> [WRITTEN PROBLEM]: Reproduce every entry exactly, without alteration.

* START RECORDS FOR THIS EXERCISE *

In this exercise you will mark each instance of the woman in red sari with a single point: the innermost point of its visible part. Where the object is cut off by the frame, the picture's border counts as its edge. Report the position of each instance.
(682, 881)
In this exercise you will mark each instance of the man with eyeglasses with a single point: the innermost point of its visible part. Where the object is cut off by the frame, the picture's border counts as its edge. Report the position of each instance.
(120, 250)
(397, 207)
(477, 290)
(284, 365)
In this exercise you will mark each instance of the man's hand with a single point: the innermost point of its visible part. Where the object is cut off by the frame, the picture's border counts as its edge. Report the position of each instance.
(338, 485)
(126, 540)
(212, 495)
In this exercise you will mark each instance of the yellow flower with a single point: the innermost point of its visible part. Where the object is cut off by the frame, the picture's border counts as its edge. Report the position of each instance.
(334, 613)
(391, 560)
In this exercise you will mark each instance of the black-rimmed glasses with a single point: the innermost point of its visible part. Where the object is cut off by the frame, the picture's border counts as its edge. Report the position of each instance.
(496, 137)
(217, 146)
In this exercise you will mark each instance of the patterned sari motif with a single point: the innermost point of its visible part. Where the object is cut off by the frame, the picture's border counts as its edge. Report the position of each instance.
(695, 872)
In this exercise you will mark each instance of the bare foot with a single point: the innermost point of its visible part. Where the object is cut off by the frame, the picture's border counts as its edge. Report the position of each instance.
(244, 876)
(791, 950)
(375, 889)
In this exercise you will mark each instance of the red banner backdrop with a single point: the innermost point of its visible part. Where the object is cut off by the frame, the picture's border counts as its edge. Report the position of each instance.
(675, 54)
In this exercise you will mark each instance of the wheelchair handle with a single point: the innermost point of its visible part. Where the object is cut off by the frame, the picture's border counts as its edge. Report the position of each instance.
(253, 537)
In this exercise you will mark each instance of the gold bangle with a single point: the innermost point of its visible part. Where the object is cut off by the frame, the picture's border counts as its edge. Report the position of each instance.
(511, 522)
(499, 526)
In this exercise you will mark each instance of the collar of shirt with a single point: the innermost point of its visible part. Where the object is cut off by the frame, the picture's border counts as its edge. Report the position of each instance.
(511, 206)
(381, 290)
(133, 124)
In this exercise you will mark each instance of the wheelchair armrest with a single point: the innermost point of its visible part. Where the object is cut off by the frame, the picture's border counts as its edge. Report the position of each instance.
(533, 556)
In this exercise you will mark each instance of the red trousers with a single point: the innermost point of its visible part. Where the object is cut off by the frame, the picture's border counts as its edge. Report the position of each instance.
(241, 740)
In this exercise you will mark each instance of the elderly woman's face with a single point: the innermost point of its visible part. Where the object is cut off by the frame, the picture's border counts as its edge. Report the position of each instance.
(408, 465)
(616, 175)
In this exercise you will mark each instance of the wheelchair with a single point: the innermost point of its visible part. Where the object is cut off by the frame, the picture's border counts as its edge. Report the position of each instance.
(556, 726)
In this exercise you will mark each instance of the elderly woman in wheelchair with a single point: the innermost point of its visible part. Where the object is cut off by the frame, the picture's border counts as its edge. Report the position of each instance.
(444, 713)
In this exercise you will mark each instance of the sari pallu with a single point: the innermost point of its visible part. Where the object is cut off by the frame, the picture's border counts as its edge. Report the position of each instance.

* END RECORDS FOR THIS EXERCISE *

> [THE RESPONSE]:
In this exercise you will mark each instance of the woman in red sari with a single point: the innermost point of its visible part. Where the object is cut off by the frame, the picture's border counts as its edge. Report the position of each instance.
(682, 881)
In this exercise you will mark each instance of the man with eyeglasses with a single point: the innermost point of its visible part. Where the object is cut off by the frame, the picture's border counts as its edge. Report the position of each instance.
(120, 250)
(397, 207)
(477, 290)
(284, 365)
In this exercise you will mark each instance of the man's hand with a single point: the innermost point of its visible part. Where the object is cut off by the frame, the picture's border counts as its edge. Report the position of each instance.
(338, 485)
(126, 540)
(212, 495)
In this exercise you will mark each instance of the yellow flower with a single point: the innermost point of its visible part. Where the object is cut off by the frame, the picture's border counts as its edge. Report the position of each instance.
(334, 613)
(391, 560)
In this exercise you will mark each instance of the black-rimmed glasses with a single point: the innermost point of its visible part. Where the object is cut off by the frame, the picture's border counts as its edge. Report the position of each instance.
(496, 137)
(217, 146)
In this exercise you will mark each instance of the patterned sari motif with a single point: the innermost point of its visible part. Where the object is cut off by the frame, the picture's border counts as its edge. Report the position of each instance.
(695, 872)
In this exercise you will mark each instance of the bare foot with a single point: the innermost point of its visible part. Where the object is cut off by the frame, the picture's border counts as its edge. Report the position of each instance.
(244, 876)
(791, 950)
(375, 889)
In this exercise you will mark each instance of the red banner backdrop with a single point: the innermost point of its visible part. Where the object is cut off by the frame, the picture's border counts as its edge. Report the position of each instance.
(675, 54)
In this exercise you will mark each instance of the wheelchair handle with a single point: the innermost point of its visible part. Where the object is cut off by the frame, the picture's border counts as its edge. Report the position of each instance.
(253, 537)
In this exercise you will mark each instance of the gold bangle with a single point: the innermost point of its visible part. Where the object is cut off by the frame, the picture's border counts as its edge. Report the position of each instance.
(511, 522)
(499, 526)
In this exercise you will mark each instance of the collar of shirt with a single point: the innermost point of its visible part. Where the object is cut off by the frame, the picture's border counts as its edge. Report the position of each instance.
(511, 206)
(381, 290)
(133, 124)
In this exercise you will mark each instance of the wheelchair armrest with a single point: the innermost point of its visible part. Where the object is cut off by the frame, the picture's border counts as its edge. Report the position of each instance.
(533, 556)
In this exercise you will mark each instance of the red trousers with a single point: the innermost point of its visible part. Where the object is cut off by the frame, the picture's border counts as its edge. Report the position of each instance.
(241, 740)
In this exercise you will mark each instance of the elderly woman's face with a single point: the innermost point of its visible part. Where the object is cut off by the frame, the picture's border counts as its edge. Report the position of each instance.
(408, 465)
(616, 175)
In this exercise you will mark each instance of the wheelchair with a single point: the innermost point of its visible part. Where the object is cut off by the frame, the picture's border counts as its edge. Report the position of each instance.
(556, 726)
In this exercise you will mark each instance of the elderly woman in wheelchair with a single point: the innermost point of its visible part. Where the object is cut off by the frame, the picture's border counts as its edge. Report the position of each instance.
(444, 713)
In this exercise you will mark each instance of the sari pallu with a single point: the innermost point of its visible part. Where the object is cut off by the frame, the picture's border counts as its edge. Report the position of each instance.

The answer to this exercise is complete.